> EXERCISE INSTRUCTIONS:
Copy word for word the lines in the records below, beginning at the line that has "of the bald" and stopping after the line that has "pixel 652 455".
# # #
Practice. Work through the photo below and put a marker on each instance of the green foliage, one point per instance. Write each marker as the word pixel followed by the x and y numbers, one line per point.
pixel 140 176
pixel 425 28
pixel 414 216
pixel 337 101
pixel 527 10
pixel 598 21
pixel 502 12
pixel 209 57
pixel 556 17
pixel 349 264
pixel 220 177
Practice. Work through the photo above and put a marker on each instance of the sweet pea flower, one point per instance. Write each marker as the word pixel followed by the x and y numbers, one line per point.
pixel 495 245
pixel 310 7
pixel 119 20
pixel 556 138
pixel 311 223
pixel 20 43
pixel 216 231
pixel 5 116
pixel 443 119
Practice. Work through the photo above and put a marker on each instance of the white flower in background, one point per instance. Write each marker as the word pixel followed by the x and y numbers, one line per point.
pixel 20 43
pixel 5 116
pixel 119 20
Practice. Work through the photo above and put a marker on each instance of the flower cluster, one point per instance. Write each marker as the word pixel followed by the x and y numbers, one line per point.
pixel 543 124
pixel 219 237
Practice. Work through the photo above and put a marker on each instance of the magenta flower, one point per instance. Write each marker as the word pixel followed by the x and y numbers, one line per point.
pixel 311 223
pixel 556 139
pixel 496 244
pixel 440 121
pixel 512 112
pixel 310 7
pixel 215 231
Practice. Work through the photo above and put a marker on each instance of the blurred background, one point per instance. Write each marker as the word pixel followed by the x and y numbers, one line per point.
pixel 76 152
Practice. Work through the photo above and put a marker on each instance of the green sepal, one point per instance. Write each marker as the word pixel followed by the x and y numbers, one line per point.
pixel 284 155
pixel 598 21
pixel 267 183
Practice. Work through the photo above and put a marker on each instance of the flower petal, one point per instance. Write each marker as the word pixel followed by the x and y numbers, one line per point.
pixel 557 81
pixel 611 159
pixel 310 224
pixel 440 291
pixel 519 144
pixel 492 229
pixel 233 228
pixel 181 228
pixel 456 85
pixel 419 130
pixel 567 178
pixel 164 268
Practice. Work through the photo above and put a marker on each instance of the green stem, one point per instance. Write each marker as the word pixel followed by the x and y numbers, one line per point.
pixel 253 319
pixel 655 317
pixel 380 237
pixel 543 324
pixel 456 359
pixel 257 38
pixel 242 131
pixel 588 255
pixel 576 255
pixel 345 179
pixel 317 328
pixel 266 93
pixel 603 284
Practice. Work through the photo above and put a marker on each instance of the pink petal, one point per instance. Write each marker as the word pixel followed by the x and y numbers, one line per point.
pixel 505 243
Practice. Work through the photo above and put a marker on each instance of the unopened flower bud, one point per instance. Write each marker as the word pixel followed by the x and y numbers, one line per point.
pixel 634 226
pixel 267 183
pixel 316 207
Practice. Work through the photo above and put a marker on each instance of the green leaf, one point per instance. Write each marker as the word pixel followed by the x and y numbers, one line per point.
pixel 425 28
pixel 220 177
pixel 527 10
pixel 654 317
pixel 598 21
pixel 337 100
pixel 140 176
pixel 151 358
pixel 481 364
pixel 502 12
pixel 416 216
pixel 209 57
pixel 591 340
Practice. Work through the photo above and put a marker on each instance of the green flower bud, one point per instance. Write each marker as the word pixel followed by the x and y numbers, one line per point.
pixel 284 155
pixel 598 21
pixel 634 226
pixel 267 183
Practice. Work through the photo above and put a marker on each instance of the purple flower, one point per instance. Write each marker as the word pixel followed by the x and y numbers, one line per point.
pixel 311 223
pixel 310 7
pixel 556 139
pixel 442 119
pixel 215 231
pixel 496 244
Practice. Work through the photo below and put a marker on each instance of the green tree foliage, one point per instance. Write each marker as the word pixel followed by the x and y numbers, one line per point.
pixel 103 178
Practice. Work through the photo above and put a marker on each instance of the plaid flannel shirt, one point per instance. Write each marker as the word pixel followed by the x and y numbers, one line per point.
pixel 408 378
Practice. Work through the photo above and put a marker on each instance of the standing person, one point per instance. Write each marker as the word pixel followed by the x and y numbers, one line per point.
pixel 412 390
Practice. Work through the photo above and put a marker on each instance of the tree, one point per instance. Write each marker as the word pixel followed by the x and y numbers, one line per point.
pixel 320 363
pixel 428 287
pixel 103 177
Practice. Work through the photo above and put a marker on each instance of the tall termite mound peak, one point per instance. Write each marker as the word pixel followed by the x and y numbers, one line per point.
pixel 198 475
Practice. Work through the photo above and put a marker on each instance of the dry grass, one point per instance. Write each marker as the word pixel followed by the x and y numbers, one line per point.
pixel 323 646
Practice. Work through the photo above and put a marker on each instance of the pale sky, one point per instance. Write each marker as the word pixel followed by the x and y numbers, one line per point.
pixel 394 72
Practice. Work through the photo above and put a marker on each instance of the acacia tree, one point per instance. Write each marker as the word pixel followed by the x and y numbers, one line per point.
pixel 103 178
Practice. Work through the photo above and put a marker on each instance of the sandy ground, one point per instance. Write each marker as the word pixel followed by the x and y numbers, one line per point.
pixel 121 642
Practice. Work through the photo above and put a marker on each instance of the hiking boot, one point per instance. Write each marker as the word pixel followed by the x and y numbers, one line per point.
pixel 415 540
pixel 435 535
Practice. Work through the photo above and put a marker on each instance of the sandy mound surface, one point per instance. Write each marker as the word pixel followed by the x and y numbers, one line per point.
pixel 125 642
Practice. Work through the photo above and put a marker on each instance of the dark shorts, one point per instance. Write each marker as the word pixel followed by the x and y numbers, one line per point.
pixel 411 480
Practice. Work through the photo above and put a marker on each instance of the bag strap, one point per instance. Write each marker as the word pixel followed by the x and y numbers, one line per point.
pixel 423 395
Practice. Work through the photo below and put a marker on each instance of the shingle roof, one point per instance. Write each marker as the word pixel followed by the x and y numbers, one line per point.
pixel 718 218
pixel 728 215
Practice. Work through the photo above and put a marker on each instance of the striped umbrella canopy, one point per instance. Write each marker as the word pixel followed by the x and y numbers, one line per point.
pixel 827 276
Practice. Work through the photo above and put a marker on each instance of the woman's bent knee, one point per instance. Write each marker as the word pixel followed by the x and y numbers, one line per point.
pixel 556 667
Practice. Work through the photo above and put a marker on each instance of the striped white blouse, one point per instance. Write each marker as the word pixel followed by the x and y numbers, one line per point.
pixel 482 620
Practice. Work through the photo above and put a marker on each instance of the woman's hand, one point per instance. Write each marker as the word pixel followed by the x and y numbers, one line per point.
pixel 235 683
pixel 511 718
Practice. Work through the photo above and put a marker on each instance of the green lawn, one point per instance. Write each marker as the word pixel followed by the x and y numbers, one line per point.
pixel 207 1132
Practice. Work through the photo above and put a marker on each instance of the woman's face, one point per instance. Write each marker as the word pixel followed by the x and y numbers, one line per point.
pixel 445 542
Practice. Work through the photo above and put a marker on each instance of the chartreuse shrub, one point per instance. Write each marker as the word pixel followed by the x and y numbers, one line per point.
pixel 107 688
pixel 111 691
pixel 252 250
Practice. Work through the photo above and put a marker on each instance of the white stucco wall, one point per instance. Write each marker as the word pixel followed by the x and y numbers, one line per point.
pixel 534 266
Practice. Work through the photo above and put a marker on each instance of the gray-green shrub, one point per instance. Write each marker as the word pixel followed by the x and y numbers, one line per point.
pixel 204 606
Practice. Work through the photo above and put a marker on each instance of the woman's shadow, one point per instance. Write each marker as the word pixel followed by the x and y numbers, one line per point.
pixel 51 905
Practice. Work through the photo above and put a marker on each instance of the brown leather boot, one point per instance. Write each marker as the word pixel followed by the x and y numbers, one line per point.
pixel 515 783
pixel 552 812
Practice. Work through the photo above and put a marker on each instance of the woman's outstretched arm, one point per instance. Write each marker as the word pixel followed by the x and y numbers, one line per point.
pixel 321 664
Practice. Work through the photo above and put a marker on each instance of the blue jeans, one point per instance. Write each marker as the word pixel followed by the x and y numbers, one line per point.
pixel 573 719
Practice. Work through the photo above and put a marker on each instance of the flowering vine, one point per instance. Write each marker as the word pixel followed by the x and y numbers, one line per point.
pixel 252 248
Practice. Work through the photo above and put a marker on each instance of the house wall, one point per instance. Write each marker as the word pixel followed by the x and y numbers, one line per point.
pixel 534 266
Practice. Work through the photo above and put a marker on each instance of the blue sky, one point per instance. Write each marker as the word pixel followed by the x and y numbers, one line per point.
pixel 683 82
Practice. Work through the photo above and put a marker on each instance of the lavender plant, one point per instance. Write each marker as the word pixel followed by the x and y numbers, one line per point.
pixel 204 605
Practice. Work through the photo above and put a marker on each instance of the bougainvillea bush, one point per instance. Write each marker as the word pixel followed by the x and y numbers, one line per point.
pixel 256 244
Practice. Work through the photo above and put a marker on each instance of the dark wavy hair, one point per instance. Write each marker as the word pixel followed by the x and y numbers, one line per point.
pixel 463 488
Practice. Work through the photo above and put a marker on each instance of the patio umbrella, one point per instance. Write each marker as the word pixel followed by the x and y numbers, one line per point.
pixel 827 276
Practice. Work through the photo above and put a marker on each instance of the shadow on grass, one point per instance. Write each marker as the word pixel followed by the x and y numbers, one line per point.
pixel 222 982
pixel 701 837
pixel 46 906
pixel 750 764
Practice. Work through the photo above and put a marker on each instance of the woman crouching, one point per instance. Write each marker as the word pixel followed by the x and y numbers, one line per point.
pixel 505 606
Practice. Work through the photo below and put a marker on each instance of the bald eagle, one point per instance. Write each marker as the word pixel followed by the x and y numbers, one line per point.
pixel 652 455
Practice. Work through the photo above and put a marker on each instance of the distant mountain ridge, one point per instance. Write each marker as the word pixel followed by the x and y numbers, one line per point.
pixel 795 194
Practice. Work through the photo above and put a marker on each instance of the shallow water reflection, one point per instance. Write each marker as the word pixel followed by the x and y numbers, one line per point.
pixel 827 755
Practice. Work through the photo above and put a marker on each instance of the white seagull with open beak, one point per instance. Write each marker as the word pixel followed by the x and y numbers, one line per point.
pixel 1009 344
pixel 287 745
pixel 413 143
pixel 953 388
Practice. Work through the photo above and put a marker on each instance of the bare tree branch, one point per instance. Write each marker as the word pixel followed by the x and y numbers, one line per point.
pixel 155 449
# # #
> PROBLEM SOLUTION:
Practice. Work through the photo below and put a marker on each instance of the bald eagle, one point per instance. Write each marker as the word pixel followed by the x and y numbers, one line per point.
pixel 652 455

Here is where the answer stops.